**Instruction 1:**
In the column on partisan polarization, starting with "That is why in" and going on through "in the House.", swap "steepest downturn" for "deepest recession" and give that passage again.
**Instruction 2:**
Write the next part of the column on partisan polarization, picking up after its final sentence.

┌─ Page extract

Ungovernable?

My column yesterday focused on the impact of deep cultural and partisan polarization on the ability of the president to get things done:

Look. There is a real and vital role for political opposition, and a robust, healthy, even vicious critique of Obama’s policies and a clear alternative to them is not just legitimate but essential for a democracy to work. But these statements from key players at the very top of the Republican party do not reflect this. They reflect a partisanship that seeks to impugn the core motives of the president, implying that he is, in fact, something alien and destructive to America, and must be opposed in everything he does, whatever it is, because his success would mean the end of America itself. It is not a declaration of opposition; it’s a declaration of war.

That is why in the week before Obama’s inauguration the most influential voice on the right, Rush Limbaugh, openly said he hoped the president would fail. That is why, in the first real test of the opposition, Obama’s stimulus package with vast tax cuts in the middle of the steepest downturn in memory garnered zero Republican votes. Zero. That’s why a health insurance reform plan that is in many ways more conservative than the Republican leader Mitt Romney’s Massachusetts pilot, a reform that cut the deficit, ruled out a public option, and gave the health insurance and drug companies millions of new private sector clients, won zero Republican support in the Senate and one, yes, one, Republican vote in the House.

└─
┌─ Information given

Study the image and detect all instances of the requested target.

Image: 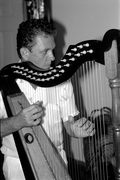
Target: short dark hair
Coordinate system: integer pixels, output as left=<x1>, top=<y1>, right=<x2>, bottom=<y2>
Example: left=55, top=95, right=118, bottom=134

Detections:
left=16, top=19, right=57, bottom=58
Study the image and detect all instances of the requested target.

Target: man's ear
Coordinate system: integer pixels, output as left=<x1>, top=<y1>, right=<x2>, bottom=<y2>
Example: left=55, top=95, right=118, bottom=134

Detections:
left=20, top=47, right=30, bottom=61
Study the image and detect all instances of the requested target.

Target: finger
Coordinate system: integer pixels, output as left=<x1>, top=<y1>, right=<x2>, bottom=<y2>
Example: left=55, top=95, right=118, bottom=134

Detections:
left=32, top=118, right=42, bottom=126
left=68, top=116, right=74, bottom=124
left=31, top=111, right=43, bottom=120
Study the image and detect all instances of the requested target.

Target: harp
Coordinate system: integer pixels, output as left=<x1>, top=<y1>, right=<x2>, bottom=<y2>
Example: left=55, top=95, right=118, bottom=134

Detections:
left=0, top=30, right=120, bottom=180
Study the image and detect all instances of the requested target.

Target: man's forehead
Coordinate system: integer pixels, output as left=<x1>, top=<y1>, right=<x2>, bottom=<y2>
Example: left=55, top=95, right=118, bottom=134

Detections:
left=36, top=36, right=55, bottom=48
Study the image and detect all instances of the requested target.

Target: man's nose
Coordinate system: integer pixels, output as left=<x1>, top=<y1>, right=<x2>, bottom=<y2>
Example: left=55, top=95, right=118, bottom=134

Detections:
left=49, top=52, right=55, bottom=61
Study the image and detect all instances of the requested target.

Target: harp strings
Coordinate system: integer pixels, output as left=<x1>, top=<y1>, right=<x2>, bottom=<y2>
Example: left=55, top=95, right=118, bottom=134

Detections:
left=74, top=61, right=109, bottom=180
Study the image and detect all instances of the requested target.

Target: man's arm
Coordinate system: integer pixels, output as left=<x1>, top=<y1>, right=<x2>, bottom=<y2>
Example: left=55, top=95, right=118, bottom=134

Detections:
left=0, top=102, right=44, bottom=138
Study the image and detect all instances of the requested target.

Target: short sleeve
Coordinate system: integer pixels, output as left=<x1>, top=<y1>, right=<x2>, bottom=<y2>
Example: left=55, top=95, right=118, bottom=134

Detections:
left=59, top=80, right=79, bottom=121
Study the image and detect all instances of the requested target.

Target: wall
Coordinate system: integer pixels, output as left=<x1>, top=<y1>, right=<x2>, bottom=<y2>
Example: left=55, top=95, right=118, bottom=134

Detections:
left=0, top=0, right=23, bottom=69
left=51, top=0, right=120, bottom=160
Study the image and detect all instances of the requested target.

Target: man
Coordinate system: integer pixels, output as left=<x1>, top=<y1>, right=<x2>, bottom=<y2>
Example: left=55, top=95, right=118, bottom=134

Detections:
left=1, top=19, right=95, bottom=180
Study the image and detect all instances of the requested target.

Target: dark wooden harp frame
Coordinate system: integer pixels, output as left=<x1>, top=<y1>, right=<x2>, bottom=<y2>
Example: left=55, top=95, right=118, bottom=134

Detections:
left=0, top=29, right=120, bottom=180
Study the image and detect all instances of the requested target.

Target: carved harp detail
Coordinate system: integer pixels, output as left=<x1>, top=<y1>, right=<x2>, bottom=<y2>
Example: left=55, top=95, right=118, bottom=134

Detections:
left=0, top=29, right=120, bottom=180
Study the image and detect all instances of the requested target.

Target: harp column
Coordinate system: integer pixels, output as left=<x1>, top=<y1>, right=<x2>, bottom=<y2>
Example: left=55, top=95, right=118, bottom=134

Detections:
left=109, top=79, right=120, bottom=180
left=104, top=40, right=120, bottom=180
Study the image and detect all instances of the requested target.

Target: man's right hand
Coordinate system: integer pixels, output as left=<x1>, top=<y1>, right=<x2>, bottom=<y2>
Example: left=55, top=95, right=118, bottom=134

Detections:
left=14, top=101, right=45, bottom=129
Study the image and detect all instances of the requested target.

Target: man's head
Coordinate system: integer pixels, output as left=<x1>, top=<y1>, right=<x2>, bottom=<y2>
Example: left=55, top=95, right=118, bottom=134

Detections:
left=17, top=19, right=56, bottom=70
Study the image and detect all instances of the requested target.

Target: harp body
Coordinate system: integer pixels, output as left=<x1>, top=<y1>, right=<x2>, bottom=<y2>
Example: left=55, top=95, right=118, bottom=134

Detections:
left=0, top=30, right=120, bottom=180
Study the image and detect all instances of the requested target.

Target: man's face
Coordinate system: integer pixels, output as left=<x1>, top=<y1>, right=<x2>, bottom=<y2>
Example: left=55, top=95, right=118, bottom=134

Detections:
left=27, top=36, right=55, bottom=70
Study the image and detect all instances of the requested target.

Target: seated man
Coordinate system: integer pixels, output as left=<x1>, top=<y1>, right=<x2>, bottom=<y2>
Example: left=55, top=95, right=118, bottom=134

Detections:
left=0, top=19, right=95, bottom=180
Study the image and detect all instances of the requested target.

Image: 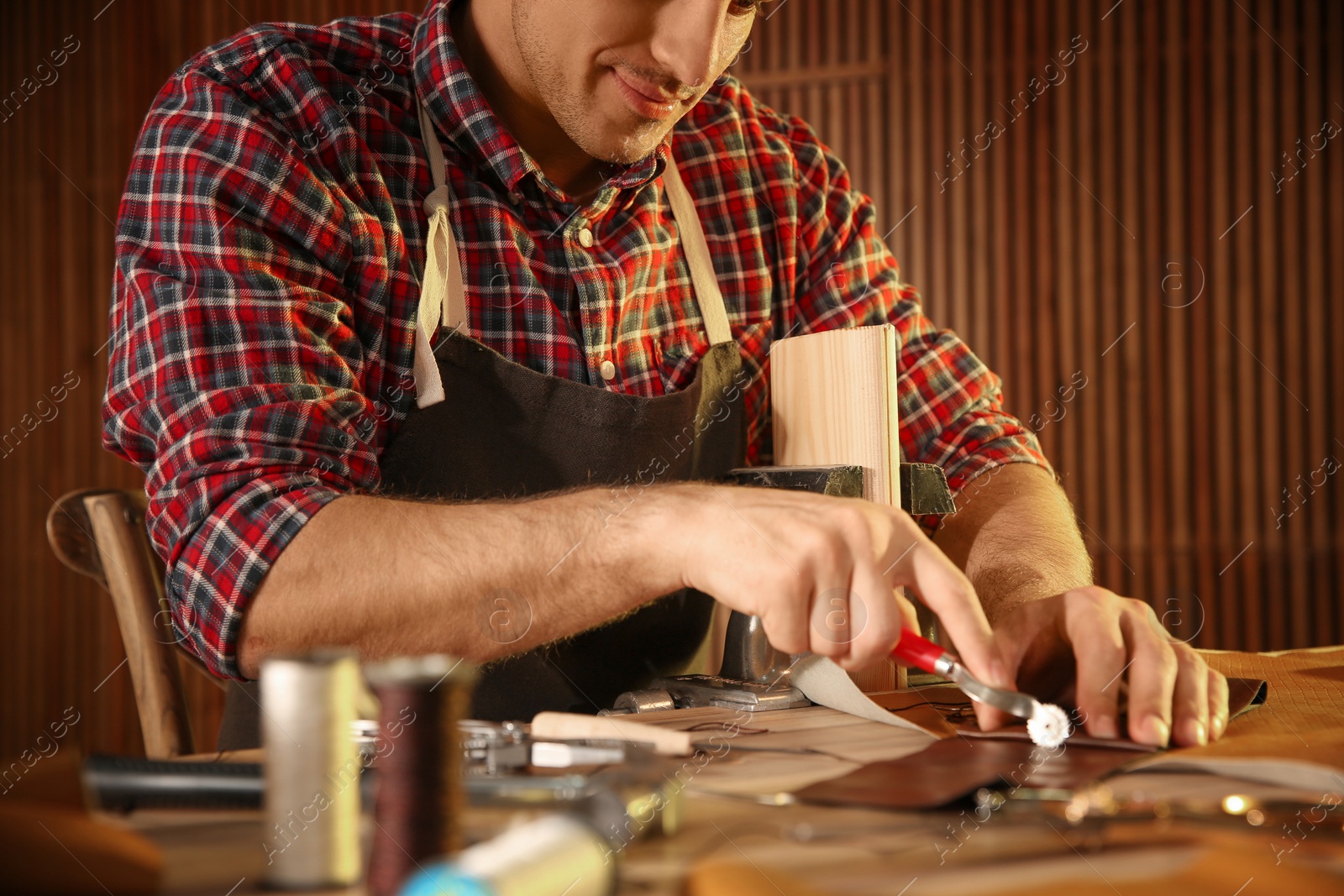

└─

**Final answer 1:**
That is why in the week before Obama’s inauguration the most influential voice on the right, Rush Limbaugh, openly said he hoped the president would fail. That is why, in the first real test of the opposition, Obama’s stimulus package with vast tax cuts in the middle of the deepest recession in memory garnered zero Republican votes. Zero. That’s why a health insurance reform plan that is in many ways more conservative than the Republican leader Mitt Romney’s Massachusetts pilot, a reform that cut the deficit, ruled out a public option, and gave the health insurance and drug companies millions of new private sector clients, won zero Republican support in the Senate and one, yes, one, Republican vote in the House.

**Final answer 2:**
Now recall Bush’s first signature proposal, his massive 2001 tax cut. Unlike Obama, he came to office with fewer votes than his opponent. In the wake of that election, 12 Democratic senators voted for Bush’s campaign promise, and 28 Democrats followed suit in the House. McCain actually voted against his own party on this critical first test. Now look at him. That is a sign of how partisanship and polarisation have only deepened since 2000, and Obama’s attempt to overcome it has simply fallen on barren ground. The response of the Republicans to Obama’s open hand has been pretty close to that of the Iranian junta: a clenched fist.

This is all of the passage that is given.